### EXERCISE DETAILS
Rewrite the part of the rows that opens with the line containing "Note: one point per instance of the blurred" and runs through the end of the rows as a JSON list of strings, one string per line, with both ends included and blank lines left out. Omit the pictures.

(Point annotations for photos)
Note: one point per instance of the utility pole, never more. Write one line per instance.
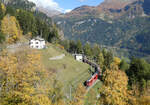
(70, 91)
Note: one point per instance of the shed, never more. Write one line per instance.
(37, 43)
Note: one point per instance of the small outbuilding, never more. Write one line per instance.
(37, 43)
(78, 57)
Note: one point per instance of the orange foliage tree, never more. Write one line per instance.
(11, 28)
(114, 90)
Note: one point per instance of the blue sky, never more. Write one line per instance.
(65, 5)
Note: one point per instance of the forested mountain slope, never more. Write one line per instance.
(126, 27)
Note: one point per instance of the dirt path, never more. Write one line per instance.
(57, 57)
(88, 89)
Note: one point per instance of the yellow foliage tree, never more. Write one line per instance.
(20, 75)
(114, 90)
(3, 8)
(117, 60)
(10, 27)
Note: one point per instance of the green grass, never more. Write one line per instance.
(68, 70)
(91, 95)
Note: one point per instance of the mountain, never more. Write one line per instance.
(48, 11)
(121, 24)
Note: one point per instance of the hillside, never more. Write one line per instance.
(120, 27)
(70, 72)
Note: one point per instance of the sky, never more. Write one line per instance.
(65, 5)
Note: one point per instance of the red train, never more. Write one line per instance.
(92, 80)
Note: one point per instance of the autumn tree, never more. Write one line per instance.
(2, 10)
(2, 37)
(114, 90)
(11, 28)
(21, 73)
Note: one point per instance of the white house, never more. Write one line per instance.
(37, 43)
(78, 57)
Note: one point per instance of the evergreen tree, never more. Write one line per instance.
(87, 50)
(27, 22)
(124, 65)
(79, 47)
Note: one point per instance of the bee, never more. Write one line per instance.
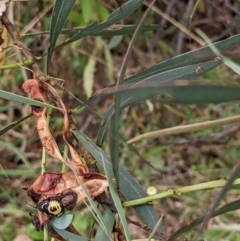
(50, 208)
(55, 206)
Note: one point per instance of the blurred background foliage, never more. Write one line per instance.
(93, 63)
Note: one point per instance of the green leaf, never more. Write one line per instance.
(108, 218)
(115, 40)
(115, 32)
(235, 174)
(62, 222)
(61, 11)
(132, 95)
(115, 17)
(198, 56)
(170, 70)
(70, 236)
(127, 184)
(225, 209)
(87, 10)
(88, 77)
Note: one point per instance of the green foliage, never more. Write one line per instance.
(170, 83)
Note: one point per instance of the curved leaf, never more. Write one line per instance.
(115, 17)
(198, 56)
(70, 236)
(127, 184)
(110, 33)
(61, 11)
(133, 95)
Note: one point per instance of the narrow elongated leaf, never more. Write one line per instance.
(198, 56)
(108, 218)
(61, 11)
(188, 227)
(70, 236)
(115, 17)
(115, 32)
(132, 97)
(128, 185)
(114, 123)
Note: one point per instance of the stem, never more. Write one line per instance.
(178, 192)
(14, 66)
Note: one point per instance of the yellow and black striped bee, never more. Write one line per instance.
(55, 206)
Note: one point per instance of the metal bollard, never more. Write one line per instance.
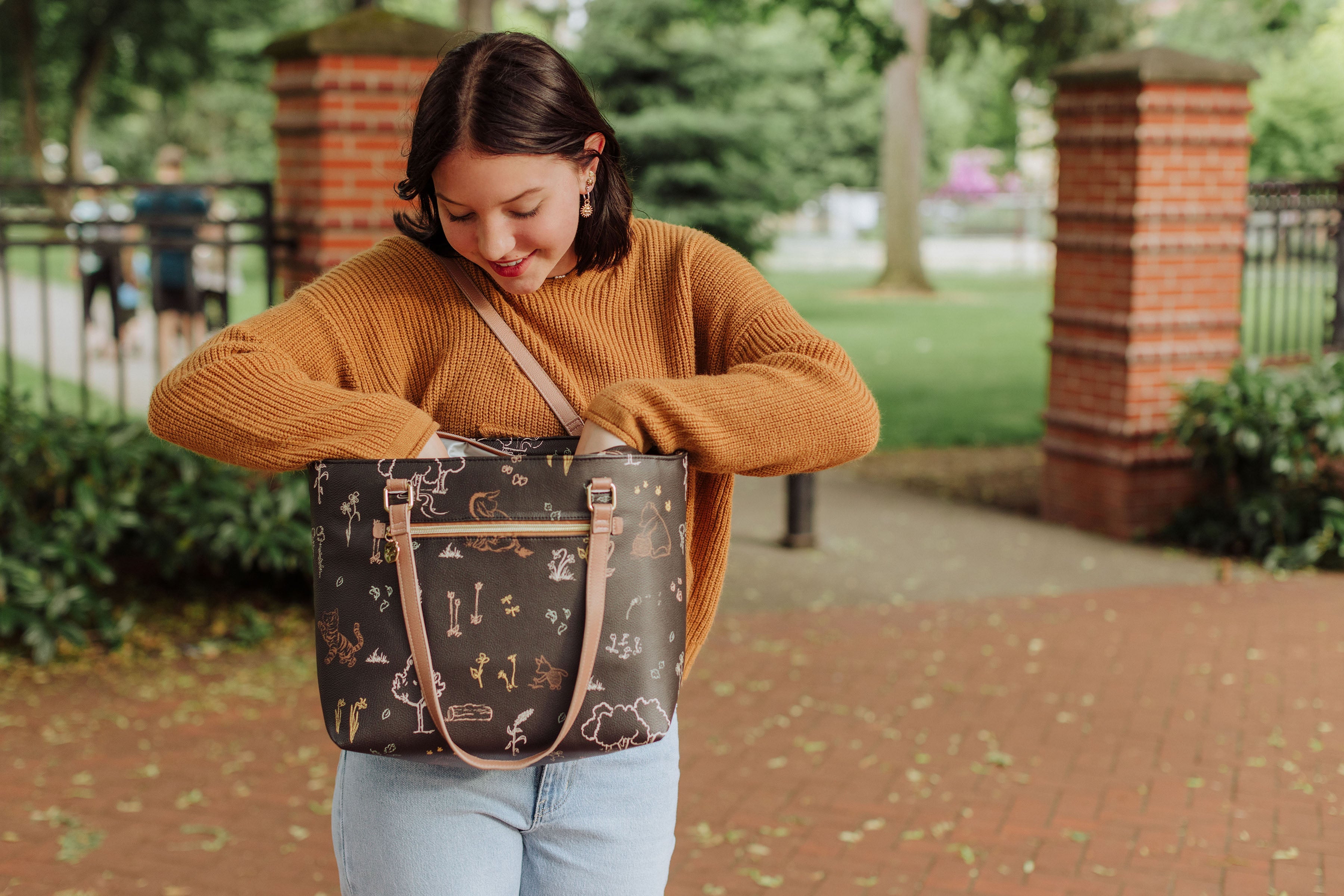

### SOLUTION TO THIS TASK
[
  "Note: one point per instance of the blurred background foliage, never more. Write one line per instance.",
  "(93, 63)",
  "Note: one point per instance of the green leaf, never more. Write one line per instance.",
  "(108, 218)",
  "(115, 40)",
  "(115, 32)",
  "(235, 174)",
  "(62, 222)",
  "(61, 11)",
  "(132, 95)",
  "(115, 17)",
  "(198, 56)",
  "(170, 70)",
  "(70, 236)",
  "(127, 184)",
  "(225, 209)",
  "(87, 10)",
  "(88, 77)",
  "Note: one point per instance of the green foliage, never more. Write one line per instance.",
  "(170, 83)",
  "Note: one point per instance of the curved leaf, never more. Write one line per instance.",
  "(115, 17)",
  "(198, 56)",
  "(70, 236)",
  "(127, 184)",
  "(110, 33)",
  "(61, 11)",
  "(133, 95)",
  "Note: one point per instance of the narrow elongated leaf, never more. Write one line per instance.",
  "(198, 56)",
  "(108, 218)",
  "(61, 11)",
  "(188, 227)",
  "(70, 236)",
  "(115, 17)",
  "(115, 32)",
  "(132, 97)",
  "(128, 185)",
  "(114, 123)",
  "Note: one point per instance of the stem, never more. Write one line per instance.",
  "(178, 192)",
  "(14, 66)",
  "Note: one point per instance of the yellow and black striped bee, never more. Write one line per instance.",
  "(55, 206)",
  "Note: one point per instance of the metal bollard, never more. Write one line per instance."
]